EXTRACT TO READ:
+++

The efficiency of the model after heat excitation of TM4 cells was tested by analyzing the expression level of Hspa1a, a member of the HSP70 family, by RT-qPCR (Applied Biosystems, Milwaukee, USA). Briefly, cDNA was generated from 500 ng of gross RNA using a reverse transcription kit. Subsequently, RT-qPCR kits (Accurate, Changsha, China) were performed to identify the targeted gene expression (Suppl. Table S1); the β-actin primers were designed with reference to the previous report (Hu et al., 2019; Yao et al., 2014). The expression was normalized to ACTB (β-actin) using the comparative 2-ΔΔ Ct method for the expression level of the target gene (Yao et al., 2014).

+++

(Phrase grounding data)
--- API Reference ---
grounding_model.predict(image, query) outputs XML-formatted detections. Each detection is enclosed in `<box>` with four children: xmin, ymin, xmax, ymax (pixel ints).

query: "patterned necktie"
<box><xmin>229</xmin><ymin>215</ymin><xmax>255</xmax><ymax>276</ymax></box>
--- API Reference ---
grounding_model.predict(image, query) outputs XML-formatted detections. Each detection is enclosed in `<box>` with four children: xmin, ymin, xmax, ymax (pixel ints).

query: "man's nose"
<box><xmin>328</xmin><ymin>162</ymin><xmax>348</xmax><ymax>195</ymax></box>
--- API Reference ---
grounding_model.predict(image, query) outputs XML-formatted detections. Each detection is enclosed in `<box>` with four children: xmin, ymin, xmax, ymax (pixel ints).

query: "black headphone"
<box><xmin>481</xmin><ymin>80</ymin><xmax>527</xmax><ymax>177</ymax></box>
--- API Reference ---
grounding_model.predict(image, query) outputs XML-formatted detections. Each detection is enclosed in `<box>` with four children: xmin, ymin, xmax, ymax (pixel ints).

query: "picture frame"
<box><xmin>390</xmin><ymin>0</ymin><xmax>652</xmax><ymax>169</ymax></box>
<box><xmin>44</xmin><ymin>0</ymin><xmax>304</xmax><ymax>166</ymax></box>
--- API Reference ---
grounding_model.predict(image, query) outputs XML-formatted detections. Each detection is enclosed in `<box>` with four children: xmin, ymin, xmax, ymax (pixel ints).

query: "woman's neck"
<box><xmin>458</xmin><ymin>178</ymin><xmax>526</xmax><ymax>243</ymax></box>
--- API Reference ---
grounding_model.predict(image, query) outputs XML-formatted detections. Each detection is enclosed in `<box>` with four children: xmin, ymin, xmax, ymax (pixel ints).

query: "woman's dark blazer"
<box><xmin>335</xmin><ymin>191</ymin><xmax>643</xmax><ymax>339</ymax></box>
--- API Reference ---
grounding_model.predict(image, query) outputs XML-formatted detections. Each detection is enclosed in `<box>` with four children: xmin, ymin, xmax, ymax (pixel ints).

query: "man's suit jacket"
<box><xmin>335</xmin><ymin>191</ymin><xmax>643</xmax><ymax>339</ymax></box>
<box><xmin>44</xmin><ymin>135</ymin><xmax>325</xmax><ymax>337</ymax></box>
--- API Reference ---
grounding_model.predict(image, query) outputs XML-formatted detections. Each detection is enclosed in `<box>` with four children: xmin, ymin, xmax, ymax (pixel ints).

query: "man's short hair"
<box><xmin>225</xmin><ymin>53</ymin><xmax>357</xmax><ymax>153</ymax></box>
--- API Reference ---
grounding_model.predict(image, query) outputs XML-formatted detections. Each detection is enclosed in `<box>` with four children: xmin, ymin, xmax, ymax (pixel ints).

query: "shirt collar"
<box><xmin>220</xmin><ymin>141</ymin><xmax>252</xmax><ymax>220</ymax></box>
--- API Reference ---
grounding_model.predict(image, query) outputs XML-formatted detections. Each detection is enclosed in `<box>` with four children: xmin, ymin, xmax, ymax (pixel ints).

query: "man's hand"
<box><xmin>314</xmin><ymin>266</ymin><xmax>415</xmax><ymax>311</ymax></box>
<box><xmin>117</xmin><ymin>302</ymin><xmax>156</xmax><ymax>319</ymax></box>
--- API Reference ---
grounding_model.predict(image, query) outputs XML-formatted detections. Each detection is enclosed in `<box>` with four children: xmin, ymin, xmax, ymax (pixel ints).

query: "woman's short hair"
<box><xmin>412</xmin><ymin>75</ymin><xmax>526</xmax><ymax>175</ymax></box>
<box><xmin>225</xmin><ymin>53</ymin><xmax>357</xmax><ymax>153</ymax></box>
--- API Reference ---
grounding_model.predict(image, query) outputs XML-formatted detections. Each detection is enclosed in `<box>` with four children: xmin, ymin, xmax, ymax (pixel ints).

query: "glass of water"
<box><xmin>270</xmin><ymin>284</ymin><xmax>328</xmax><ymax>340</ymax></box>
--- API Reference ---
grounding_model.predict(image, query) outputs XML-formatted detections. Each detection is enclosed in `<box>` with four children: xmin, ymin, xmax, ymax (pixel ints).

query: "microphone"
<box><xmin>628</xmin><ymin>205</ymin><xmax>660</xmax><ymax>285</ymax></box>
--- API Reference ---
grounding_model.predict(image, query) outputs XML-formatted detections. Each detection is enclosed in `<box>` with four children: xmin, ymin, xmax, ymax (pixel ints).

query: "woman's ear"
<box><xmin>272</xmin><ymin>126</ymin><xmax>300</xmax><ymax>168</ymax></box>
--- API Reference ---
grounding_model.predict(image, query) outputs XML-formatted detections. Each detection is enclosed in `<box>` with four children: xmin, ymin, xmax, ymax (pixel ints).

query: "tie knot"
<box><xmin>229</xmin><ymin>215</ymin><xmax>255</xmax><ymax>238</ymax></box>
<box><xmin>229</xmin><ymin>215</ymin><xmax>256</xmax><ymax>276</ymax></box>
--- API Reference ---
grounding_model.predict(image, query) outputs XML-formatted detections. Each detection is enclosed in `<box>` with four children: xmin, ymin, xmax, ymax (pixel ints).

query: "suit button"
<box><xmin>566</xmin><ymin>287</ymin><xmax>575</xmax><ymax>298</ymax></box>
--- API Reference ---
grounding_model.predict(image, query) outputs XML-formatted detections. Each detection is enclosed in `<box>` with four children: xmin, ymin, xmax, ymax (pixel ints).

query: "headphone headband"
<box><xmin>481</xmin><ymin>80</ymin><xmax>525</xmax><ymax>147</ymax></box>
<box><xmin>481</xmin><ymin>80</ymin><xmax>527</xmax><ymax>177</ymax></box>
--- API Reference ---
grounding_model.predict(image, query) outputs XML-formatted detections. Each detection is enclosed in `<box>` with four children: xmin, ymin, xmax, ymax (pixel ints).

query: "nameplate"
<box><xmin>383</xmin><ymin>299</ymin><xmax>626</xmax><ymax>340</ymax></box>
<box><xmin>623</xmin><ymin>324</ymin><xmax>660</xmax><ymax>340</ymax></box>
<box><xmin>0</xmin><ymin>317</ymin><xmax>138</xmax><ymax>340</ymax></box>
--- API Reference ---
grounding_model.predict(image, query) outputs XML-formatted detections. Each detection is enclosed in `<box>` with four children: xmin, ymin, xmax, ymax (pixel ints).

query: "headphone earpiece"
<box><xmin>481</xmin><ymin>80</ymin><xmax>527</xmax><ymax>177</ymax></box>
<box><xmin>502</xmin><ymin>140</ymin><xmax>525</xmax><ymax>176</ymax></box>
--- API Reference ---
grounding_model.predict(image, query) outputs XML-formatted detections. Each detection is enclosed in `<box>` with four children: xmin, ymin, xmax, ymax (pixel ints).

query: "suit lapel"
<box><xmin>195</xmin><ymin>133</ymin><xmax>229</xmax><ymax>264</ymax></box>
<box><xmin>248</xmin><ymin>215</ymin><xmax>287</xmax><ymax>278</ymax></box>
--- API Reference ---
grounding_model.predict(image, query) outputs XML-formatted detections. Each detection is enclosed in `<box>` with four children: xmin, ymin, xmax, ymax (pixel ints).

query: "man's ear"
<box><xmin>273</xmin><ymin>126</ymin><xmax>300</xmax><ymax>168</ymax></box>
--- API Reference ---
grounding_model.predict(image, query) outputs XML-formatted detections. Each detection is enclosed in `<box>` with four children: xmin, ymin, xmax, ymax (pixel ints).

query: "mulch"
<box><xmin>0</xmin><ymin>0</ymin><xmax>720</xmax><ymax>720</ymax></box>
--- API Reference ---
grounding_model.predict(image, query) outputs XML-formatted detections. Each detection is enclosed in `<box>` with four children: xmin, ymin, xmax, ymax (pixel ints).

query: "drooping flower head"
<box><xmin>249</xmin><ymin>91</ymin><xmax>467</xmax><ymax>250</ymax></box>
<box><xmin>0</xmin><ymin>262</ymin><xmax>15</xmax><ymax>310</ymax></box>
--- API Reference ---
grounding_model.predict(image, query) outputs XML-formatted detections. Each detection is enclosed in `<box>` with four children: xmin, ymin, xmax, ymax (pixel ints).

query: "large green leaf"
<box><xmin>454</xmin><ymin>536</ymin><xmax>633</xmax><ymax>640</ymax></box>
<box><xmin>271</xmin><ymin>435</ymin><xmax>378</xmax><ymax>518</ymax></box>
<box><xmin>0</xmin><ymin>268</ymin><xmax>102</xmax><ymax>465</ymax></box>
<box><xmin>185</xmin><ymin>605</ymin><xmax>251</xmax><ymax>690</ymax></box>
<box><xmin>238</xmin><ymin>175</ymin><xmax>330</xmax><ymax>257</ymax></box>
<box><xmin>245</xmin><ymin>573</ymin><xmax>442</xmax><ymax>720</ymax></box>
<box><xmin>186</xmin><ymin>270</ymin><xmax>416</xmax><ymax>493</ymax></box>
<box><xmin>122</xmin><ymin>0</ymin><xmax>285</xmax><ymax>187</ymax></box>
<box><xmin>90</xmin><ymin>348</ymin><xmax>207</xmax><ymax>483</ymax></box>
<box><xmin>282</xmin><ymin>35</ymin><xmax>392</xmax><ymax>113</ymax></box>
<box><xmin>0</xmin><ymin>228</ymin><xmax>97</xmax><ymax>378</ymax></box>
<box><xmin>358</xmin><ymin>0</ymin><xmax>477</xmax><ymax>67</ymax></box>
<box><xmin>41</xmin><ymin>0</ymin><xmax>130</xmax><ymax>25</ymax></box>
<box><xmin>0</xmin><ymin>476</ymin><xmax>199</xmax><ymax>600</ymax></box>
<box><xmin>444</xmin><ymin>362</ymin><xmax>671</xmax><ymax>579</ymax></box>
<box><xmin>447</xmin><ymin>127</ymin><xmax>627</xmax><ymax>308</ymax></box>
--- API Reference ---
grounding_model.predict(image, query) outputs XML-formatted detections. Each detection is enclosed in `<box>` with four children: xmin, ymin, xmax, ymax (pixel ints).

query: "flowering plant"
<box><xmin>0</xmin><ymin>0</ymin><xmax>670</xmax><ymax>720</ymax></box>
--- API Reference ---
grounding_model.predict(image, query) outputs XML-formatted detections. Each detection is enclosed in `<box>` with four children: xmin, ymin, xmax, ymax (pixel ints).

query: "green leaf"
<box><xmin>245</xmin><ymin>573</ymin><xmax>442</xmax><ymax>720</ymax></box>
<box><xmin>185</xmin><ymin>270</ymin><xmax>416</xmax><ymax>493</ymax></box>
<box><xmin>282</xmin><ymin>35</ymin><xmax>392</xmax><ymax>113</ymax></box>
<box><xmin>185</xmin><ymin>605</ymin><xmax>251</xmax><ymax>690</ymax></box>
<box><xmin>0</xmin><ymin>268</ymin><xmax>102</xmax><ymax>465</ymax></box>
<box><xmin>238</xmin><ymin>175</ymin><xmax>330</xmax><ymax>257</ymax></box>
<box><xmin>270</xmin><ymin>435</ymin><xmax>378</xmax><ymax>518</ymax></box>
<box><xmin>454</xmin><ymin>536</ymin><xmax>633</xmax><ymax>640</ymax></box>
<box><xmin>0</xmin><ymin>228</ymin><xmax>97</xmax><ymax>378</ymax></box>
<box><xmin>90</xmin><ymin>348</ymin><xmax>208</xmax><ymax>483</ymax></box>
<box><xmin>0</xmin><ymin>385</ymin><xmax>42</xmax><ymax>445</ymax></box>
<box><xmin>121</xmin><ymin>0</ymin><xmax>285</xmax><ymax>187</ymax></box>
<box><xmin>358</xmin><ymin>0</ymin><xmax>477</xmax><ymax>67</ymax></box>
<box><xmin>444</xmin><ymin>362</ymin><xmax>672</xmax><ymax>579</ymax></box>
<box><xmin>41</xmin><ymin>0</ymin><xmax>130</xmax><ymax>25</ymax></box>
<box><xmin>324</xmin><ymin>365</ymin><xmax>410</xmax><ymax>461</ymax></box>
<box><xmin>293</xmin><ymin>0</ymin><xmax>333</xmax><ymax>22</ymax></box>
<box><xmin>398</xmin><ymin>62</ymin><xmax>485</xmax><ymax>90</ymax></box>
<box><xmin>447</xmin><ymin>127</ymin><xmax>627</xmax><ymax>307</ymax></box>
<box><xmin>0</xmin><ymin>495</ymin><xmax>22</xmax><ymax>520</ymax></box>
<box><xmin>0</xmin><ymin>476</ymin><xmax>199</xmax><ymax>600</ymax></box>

+++

REQUIRED ACTION:
Write out the entire paragraph above on measuring Hspa1a expression by RT-qPCR, word for word and with no changes.

WRITTEN SOLUTION:
The efficiency of the model after heat excitation of TM4 cells was tested by analyzing the expression level of Hspa1a, a member of the HSP70 family, by RT-qPCR (Applied Biosystems, Milwaukee, USA). Briefly, cDNA was generated from 500 ng of gross RNA using a reverse transcription kit. Subsequently, RT-qPCR kits (Accurate, Changsha, China) were performed to identify the targeted gene expression (Suppl. Table S1); the β-actin primers were designed with reference to the previous report (Hu et al., 2019; Yao et al., 2014). The expression was normalized to ACTB (β-actin) using the comparative 2-ΔΔ Ct method for the expression level of the target gene (Yao et al., 2014).